→ **What the task asks**: Each line from the one that contains "Please locate the woman in blue" to the last line of the records below must be restated word for word.

BEGIN

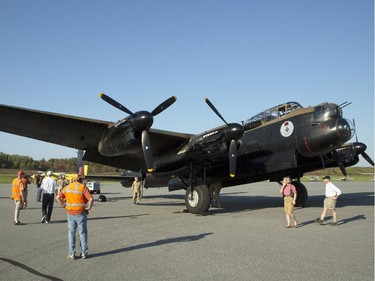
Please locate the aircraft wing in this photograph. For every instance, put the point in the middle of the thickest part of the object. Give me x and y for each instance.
(81, 133)
(162, 142)
(66, 130)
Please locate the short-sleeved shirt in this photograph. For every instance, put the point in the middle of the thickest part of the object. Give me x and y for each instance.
(287, 189)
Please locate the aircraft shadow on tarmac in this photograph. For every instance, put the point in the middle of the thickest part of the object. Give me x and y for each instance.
(190, 238)
(339, 222)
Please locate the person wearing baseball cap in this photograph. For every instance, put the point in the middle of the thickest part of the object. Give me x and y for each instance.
(77, 201)
(18, 195)
(332, 192)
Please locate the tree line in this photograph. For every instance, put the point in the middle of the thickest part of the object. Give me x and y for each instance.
(67, 165)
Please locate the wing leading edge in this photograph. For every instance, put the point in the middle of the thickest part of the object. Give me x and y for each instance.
(66, 130)
(82, 133)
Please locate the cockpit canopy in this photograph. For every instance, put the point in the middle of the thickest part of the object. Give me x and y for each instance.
(274, 112)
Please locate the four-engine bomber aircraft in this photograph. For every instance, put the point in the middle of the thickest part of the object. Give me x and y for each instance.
(287, 139)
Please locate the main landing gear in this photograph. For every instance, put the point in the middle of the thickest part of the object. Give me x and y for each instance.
(197, 199)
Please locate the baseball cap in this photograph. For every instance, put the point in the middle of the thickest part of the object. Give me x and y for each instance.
(75, 177)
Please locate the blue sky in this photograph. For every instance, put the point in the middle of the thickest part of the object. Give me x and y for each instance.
(245, 56)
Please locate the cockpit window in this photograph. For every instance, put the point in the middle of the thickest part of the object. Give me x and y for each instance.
(274, 112)
(326, 110)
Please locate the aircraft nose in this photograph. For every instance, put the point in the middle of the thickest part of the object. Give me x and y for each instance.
(345, 129)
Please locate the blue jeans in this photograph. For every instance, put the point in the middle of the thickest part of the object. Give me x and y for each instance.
(80, 221)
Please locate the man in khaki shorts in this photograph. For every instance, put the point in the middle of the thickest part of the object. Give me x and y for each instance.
(332, 193)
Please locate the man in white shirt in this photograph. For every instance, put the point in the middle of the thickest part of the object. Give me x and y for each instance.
(49, 189)
(332, 193)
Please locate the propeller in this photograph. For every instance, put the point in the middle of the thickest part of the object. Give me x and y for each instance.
(233, 132)
(142, 121)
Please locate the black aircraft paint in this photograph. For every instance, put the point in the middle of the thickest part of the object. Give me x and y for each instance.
(287, 139)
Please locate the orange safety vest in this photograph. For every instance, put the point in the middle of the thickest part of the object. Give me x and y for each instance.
(75, 201)
(16, 189)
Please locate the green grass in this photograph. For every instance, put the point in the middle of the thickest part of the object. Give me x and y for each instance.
(7, 178)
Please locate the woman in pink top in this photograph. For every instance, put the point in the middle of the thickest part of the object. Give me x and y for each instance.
(290, 196)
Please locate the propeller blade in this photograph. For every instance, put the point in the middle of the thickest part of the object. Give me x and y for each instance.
(147, 152)
(365, 155)
(340, 163)
(355, 131)
(343, 170)
(214, 109)
(232, 158)
(164, 105)
(115, 103)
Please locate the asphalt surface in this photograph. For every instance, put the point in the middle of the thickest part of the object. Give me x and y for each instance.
(244, 240)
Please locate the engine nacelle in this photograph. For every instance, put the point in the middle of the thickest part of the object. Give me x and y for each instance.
(120, 138)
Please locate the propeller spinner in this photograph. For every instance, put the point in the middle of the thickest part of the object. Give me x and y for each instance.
(233, 132)
(142, 121)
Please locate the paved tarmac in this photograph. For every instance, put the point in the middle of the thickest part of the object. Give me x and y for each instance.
(245, 240)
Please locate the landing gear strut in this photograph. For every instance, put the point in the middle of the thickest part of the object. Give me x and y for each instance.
(197, 201)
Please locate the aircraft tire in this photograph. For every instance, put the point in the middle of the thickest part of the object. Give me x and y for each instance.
(302, 195)
(201, 199)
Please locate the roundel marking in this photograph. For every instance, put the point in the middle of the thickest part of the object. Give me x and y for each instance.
(287, 129)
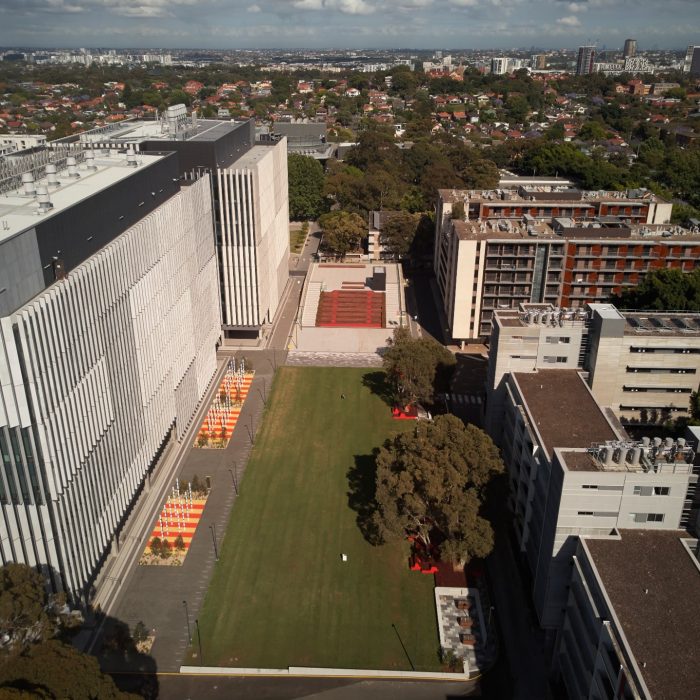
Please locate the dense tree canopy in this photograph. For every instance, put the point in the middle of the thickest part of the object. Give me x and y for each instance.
(399, 231)
(53, 669)
(430, 484)
(663, 290)
(306, 182)
(33, 661)
(417, 368)
(342, 232)
(26, 613)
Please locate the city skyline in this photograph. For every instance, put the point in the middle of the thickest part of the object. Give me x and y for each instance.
(317, 24)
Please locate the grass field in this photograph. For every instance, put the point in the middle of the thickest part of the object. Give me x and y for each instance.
(296, 240)
(280, 595)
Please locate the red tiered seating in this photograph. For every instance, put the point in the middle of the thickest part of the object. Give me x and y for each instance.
(351, 308)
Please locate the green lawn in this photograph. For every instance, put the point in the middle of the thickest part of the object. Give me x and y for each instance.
(280, 595)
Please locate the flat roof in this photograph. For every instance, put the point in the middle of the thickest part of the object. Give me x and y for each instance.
(653, 584)
(668, 325)
(510, 228)
(137, 130)
(563, 409)
(21, 212)
(253, 156)
(560, 193)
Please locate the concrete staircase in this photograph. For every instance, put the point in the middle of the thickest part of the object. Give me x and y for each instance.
(393, 305)
(313, 294)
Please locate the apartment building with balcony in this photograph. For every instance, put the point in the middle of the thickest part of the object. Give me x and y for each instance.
(582, 247)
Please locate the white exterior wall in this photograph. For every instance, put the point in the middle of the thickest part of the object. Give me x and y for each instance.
(254, 246)
(674, 364)
(114, 355)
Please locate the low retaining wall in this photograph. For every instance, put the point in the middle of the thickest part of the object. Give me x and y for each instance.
(310, 672)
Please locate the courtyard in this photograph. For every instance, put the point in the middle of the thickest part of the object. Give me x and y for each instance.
(281, 594)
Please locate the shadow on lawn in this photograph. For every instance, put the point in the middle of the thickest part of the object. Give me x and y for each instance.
(361, 492)
(377, 383)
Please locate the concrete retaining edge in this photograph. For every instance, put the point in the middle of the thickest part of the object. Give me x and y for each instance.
(310, 672)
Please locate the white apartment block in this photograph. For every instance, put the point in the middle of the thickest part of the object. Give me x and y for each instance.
(109, 322)
(574, 473)
(643, 366)
(629, 627)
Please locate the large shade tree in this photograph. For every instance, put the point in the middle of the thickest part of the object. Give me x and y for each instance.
(34, 662)
(430, 484)
(663, 290)
(417, 368)
(306, 183)
(342, 232)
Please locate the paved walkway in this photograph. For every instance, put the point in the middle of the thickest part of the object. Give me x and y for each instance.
(333, 359)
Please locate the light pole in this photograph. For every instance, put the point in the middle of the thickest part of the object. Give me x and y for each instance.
(187, 617)
(213, 537)
(234, 476)
(199, 639)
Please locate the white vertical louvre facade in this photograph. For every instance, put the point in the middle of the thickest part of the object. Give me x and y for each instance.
(254, 235)
(95, 372)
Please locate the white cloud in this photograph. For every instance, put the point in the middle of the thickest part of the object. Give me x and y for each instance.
(569, 21)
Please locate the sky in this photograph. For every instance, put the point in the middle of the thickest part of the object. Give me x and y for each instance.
(419, 24)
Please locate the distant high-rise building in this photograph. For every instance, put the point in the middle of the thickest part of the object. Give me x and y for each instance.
(500, 65)
(109, 322)
(586, 56)
(538, 61)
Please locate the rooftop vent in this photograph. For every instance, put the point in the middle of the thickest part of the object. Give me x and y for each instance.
(28, 184)
(42, 196)
(51, 177)
(72, 167)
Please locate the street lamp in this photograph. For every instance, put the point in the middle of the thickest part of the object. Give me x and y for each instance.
(234, 476)
(187, 617)
(213, 537)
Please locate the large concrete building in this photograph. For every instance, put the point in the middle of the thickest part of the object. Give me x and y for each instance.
(584, 62)
(643, 366)
(547, 244)
(109, 322)
(251, 204)
(557, 393)
(573, 472)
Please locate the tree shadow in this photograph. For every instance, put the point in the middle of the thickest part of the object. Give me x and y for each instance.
(361, 495)
(131, 670)
(377, 383)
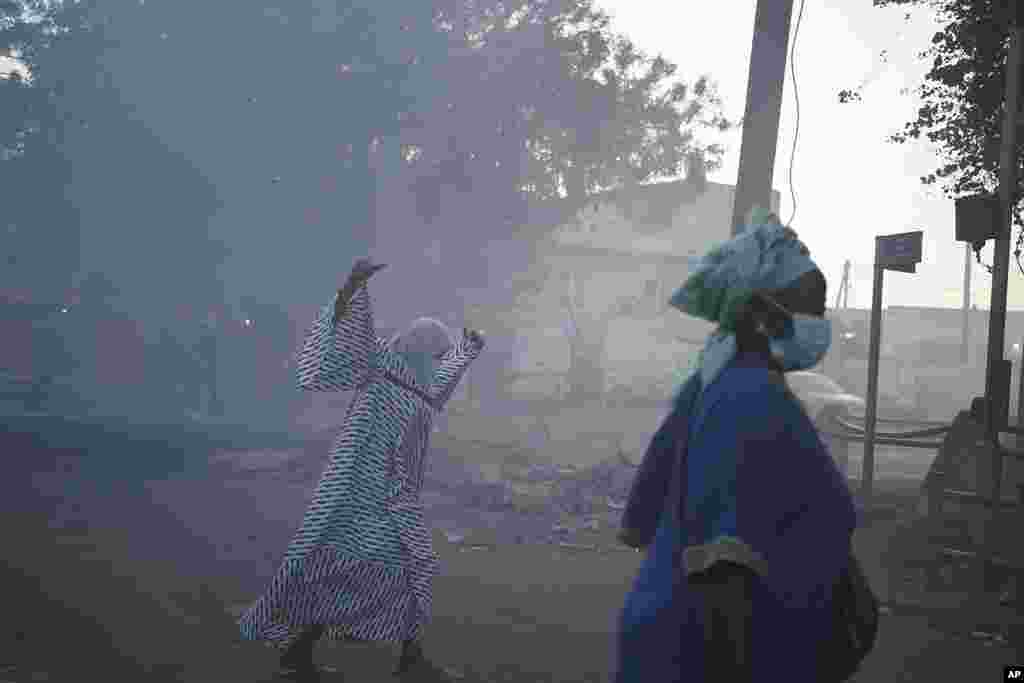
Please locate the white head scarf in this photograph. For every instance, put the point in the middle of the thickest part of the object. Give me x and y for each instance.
(421, 345)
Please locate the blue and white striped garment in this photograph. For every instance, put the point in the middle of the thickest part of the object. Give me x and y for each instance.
(361, 563)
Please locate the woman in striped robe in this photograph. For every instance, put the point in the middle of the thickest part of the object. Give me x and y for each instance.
(360, 566)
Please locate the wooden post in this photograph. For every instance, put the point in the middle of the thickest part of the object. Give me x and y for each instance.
(1000, 271)
(764, 104)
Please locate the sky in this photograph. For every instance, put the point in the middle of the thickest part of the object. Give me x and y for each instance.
(851, 183)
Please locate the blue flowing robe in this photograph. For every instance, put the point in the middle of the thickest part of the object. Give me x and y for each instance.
(752, 473)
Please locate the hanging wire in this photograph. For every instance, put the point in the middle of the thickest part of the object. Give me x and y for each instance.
(796, 96)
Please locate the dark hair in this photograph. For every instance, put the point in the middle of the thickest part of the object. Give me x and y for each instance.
(806, 295)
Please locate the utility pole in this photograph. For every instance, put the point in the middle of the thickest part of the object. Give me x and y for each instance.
(764, 104)
(966, 330)
(1000, 272)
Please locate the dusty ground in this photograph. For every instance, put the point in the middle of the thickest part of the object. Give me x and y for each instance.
(128, 572)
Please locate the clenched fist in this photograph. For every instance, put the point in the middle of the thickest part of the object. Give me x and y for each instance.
(474, 338)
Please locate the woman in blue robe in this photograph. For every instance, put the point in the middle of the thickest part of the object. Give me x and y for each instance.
(745, 518)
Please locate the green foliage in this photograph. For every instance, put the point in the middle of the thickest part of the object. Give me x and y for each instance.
(963, 95)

END

→ **Problem solution**:
Please locate the woman in blue robe in this photograph. For every instance, put the point in the middle of the thickest part of the object. Give me x and y for each instance.
(745, 518)
Please locate the green foliage in this photograph. For every instance, put the point in the middle of the thickest part of the object. Give me x and y for each instance.
(963, 95)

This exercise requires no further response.